- [Activity] Anywhere the string "beach" shows up in the listing below, copy the line it is in.

- [Data in this exercise]
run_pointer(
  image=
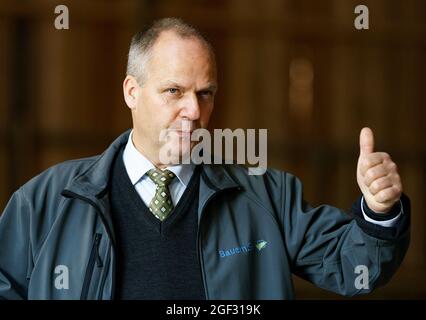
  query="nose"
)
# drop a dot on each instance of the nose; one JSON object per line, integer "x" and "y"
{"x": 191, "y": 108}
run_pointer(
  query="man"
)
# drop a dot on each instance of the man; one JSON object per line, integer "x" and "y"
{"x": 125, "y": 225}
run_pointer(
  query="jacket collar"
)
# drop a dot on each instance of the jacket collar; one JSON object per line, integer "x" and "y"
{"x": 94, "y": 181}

==

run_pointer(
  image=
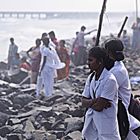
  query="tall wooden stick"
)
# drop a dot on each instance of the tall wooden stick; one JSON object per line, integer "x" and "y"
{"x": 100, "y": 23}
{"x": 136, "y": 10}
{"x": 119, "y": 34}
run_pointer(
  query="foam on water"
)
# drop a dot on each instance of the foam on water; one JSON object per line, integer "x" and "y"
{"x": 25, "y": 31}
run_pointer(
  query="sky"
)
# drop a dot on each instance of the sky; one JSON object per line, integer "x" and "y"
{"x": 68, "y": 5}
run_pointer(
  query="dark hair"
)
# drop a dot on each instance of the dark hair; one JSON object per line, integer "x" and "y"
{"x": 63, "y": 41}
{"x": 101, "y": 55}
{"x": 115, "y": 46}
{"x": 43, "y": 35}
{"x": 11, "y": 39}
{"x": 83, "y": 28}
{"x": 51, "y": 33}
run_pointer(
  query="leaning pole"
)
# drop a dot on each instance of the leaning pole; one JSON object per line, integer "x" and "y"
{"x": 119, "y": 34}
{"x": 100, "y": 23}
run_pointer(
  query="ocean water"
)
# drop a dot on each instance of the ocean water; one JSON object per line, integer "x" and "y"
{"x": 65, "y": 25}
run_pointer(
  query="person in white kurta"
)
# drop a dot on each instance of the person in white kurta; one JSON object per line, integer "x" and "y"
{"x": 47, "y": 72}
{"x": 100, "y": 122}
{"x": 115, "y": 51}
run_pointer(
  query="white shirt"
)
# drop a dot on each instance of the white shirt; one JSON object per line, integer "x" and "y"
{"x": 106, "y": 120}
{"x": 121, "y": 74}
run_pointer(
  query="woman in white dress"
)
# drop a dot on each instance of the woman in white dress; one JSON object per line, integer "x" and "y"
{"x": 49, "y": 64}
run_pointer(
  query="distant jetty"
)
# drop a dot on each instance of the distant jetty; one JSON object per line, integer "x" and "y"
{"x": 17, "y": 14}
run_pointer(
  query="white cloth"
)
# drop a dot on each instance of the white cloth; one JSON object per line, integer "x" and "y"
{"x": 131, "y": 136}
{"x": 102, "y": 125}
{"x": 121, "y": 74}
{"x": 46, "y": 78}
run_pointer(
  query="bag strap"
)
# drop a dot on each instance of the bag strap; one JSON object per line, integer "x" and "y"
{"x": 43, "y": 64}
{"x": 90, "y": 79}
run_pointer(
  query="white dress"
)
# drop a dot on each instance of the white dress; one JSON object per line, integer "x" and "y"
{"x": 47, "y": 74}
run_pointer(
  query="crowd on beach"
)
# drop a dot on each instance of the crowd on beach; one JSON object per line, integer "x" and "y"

- [Result of the task]
  query="crowd on beach"
# drop a dot on each instance of the crowd on beach; one JSON object per line, integer "x" and "y"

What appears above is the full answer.